Given exercise —
Leave out the pictures and repeat exactly the lines from the one containing "the caterpillar head." through the final line of the listing below.

Pointing records
◇ ◇ ◇ ◇

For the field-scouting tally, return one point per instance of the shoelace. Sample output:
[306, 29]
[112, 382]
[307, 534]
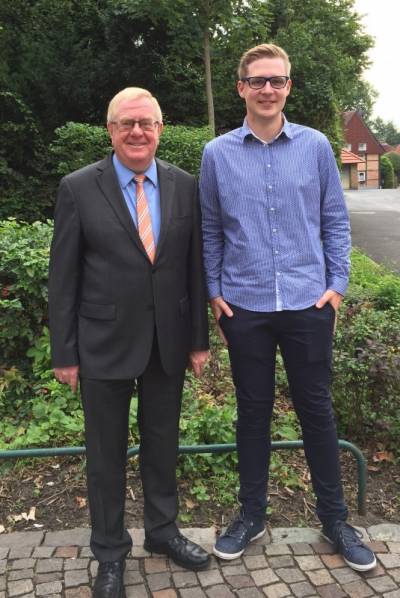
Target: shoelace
[237, 528]
[349, 535]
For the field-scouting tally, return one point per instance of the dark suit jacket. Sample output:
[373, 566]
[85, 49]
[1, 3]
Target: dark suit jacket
[105, 296]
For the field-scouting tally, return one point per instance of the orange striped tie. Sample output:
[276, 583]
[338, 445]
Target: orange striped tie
[145, 229]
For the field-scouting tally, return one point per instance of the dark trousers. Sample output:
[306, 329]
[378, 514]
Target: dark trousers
[305, 341]
[106, 408]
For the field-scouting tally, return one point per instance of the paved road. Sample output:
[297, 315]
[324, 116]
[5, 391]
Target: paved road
[375, 223]
[287, 562]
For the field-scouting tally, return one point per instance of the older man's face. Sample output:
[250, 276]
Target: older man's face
[135, 147]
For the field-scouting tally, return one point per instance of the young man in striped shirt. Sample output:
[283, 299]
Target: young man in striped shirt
[276, 250]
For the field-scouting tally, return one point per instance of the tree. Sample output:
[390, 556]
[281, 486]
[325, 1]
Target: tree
[385, 131]
[328, 50]
[387, 172]
[394, 157]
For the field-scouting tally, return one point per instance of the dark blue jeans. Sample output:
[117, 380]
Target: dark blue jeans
[304, 338]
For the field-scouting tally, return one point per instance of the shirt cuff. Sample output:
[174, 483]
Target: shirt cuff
[338, 284]
[214, 290]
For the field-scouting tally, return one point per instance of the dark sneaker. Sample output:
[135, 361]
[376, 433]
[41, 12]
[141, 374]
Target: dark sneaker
[231, 544]
[348, 542]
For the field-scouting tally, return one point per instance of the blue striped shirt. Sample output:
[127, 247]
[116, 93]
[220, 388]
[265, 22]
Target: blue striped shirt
[275, 224]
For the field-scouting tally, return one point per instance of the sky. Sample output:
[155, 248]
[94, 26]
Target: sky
[381, 20]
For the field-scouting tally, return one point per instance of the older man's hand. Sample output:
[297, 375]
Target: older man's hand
[198, 360]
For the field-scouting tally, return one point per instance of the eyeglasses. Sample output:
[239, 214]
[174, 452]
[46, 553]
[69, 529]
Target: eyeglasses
[277, 82]
[127, 124]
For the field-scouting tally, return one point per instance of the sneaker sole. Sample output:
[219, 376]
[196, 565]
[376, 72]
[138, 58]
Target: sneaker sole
[229, 556]
[354, 566]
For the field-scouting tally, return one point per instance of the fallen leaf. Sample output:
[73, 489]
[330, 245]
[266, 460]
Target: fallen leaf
[32, 514]
[383, 456]
[81, 500]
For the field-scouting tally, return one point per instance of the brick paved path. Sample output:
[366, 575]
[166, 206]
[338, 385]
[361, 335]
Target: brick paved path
[288, 562]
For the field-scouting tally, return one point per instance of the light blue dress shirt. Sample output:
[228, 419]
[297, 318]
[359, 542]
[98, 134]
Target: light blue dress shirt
[274, 219]
[151, 189]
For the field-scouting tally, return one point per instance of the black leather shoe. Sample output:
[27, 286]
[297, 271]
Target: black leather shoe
[182, 551]
[110, 580]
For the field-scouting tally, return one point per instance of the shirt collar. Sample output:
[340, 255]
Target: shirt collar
[245, 132]
[125, 174]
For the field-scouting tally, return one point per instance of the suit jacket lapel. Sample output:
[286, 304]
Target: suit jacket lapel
[109, 185]
[166, 182]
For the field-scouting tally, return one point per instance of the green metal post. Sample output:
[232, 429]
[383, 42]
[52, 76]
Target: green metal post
[206, 448]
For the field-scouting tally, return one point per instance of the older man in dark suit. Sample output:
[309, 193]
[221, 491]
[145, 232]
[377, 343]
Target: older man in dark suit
[127, 304]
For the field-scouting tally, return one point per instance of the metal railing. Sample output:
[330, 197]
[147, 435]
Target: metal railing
[208, 448]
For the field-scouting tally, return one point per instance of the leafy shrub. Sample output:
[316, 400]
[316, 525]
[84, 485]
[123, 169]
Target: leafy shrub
[366, 383]
[183, 146]
[24, 255]
[47, 414]
[76, 145]
[23, 185]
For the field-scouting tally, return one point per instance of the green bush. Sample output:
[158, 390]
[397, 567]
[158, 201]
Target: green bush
[183, 146]
[76, 145]
[24, 189]
[366, 382]
[24, 256]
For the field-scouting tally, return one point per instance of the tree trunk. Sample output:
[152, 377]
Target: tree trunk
[207, 65]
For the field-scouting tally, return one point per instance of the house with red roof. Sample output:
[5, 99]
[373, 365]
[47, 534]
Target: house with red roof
[362, 143]
[350, 165]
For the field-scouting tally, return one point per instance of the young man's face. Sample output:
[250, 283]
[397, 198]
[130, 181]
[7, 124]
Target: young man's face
[266, 104]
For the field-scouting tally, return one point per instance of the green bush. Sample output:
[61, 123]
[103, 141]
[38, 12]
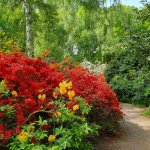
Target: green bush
[129, 79]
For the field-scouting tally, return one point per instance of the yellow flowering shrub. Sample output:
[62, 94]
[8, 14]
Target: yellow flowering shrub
[42, 96]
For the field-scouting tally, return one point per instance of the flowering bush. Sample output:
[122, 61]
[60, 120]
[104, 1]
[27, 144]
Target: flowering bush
[41, 106]
[31, 88]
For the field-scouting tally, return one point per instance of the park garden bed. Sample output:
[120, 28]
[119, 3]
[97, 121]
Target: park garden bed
[52, 106]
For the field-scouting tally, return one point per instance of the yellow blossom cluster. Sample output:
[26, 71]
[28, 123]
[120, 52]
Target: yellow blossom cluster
[71, 94]
[42, 96]
[23, 136]
[65, 87]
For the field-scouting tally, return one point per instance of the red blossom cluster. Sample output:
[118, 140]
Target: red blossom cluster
[31, 83]
[28, 78]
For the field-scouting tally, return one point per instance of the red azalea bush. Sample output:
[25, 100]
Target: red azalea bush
[26, 78]
[31, 83]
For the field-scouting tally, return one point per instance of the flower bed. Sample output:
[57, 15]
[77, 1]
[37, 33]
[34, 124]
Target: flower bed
[43, 107]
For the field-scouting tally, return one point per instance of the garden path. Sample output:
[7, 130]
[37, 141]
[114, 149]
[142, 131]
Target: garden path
[135, 132]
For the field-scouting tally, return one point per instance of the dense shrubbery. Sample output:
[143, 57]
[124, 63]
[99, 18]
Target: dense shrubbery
[129, 79]
[41, 106]
[129, 72]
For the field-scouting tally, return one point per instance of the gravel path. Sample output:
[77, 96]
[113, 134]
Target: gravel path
[135, 134]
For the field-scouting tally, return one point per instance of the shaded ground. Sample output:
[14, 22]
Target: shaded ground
[135, 132]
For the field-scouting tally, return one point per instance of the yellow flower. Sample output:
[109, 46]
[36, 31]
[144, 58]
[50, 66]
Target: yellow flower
[14, 93]
[41, 96]
[75, 107]
[23, 136]
[51, 138]
[71, 94]
[57, 113]
[69, 85]
[62, 90]
[55, 95]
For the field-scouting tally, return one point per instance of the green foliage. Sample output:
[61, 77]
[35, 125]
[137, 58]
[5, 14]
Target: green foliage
[69, 129]
[129, 73]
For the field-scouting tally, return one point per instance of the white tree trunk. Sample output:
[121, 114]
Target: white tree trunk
[29, 33]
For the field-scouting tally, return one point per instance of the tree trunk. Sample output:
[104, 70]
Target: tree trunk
[29, 33]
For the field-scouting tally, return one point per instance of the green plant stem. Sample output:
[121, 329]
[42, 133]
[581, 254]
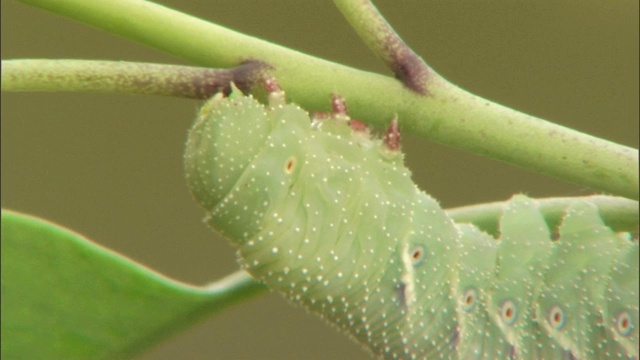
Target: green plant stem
[386, 44]
[448, 114]
[618, 213]
[122, 77]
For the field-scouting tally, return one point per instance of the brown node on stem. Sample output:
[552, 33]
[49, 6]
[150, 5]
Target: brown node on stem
[392, 137]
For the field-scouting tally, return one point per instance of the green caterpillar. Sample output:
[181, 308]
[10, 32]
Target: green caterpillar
[328, 216]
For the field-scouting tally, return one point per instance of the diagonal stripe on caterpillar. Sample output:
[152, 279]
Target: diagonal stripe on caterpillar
[329, 216]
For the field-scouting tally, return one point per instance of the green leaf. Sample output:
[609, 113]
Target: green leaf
[64, 296]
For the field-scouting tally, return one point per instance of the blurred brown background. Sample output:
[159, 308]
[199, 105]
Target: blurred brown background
[110, 166]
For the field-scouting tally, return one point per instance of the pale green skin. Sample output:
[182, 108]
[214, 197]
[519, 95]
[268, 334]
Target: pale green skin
[331, 219]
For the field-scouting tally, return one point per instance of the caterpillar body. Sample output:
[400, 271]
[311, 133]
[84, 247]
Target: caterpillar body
[329, 216]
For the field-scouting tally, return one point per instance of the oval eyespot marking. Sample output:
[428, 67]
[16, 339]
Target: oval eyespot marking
[290, 165]
[508, 312]
[556, 317]
[624, 324]
[469, 299]
[417, 254]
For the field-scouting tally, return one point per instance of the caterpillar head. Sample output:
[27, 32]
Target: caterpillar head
[227, 135]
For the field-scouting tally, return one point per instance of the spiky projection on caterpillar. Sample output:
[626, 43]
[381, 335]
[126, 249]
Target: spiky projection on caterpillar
[328, 216]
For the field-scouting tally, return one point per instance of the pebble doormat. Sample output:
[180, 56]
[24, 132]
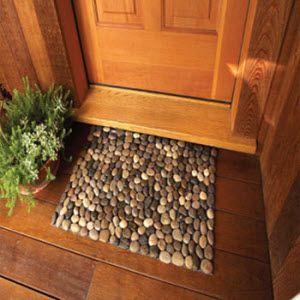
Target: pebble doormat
[150, 195]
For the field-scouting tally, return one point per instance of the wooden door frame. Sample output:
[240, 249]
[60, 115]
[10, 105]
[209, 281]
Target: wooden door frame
[46, 47]
[250, 93]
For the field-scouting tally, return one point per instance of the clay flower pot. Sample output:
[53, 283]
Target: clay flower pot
[40, 184]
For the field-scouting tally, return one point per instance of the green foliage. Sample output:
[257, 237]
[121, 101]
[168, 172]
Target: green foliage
[33, 128]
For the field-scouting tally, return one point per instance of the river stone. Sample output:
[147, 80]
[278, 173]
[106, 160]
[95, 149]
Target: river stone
[134, 247]
[151, 195]
[177, 235]
[94, 235]
[208, 252]
[152, 240]
[177, 259]
[206, 266]
[165, 257]
[75, 228]
[148, 222]
[123, 224]
[202, 241]
[189, 262]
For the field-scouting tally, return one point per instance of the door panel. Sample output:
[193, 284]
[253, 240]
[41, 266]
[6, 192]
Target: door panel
[171, 46]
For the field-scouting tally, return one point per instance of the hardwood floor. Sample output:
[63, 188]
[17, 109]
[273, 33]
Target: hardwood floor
[41, 261]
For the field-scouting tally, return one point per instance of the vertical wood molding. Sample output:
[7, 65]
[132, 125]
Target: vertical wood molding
[281, 133]
[230, 37]
[39, 40]
[72, 47]
[15, 59]
[265, 30]
[280, 162]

◇ ◇ ◇ ◇

Exercise response —
For the field-scouting tally, return one point per instance of the caterpillar head. Sample output:
[27, 32]
Target: caterpillar head
[227, 135]
For the field-scouting tally, return one point per instance of the spiky projection on caterpillar. Sample output:
[626, 43]
[381, 335]
[126, 249]
Target: spiky projection on caterpillar
[328, 216]
For the field-scouting tally, return one point per instance of the pebble doormat. Sample output:
[180, 56]
[24, 132]
Target: pebble doormat
[150, 195]
For the field-scouting tally, return one point per instance of the wooden door frame. Sample output:
[240, 249]
[60, 115]
[10, 105]
[209, 281]
Target: wooden door frame
[46, 47]
[250, 93]
For the field-scouting tally, return one point per instance of the clay flower pot. Sample output:
[53, 283]
Target: clay flower pot
[40, 184]
For the field-scouting tally, return one point per instance of the green foliage. Sample output:
[257, 237]
[121, 101]
[168, 172]
Target: green foliage
[33, 128]
For the field-scouting tally, return one point per instance of the river stone. Sample output:
[147, 80]
[278, 173]
[106, 160]
[95, 149]
Target: river stone
[134, 247]
[151, 195]
[177, 235]
[94, 235]
[208, 252]
[152, 240]
[177, 259]
[206, 266]
[165, 257]
[75, 228]
[148, 222]
[123, 224]
[202, 241]
[189, 262]
For the field-scouting tally, return one point per instance of the door panel. Sample output:
[193, 284]
[253, 240]
[41, 266]
[6, 192]
Target: door panel
[171, 46]
For the field-scouting tally, return one point per instance of the hardwood floor. Sample output:
[63, 188]
[17, 109]
[273, 33]
Target: hardwood floor
[41, 261]
For the field-scouting tally, return one point per instance of the vertical wood molding. Sample output:
[7, 65]
[132, 125]
Target: vertical wood molding
[281, 133]
[230, 37]
[39, 40]
[72, 47]
[15, 59]
[265, 30]
[280, 162]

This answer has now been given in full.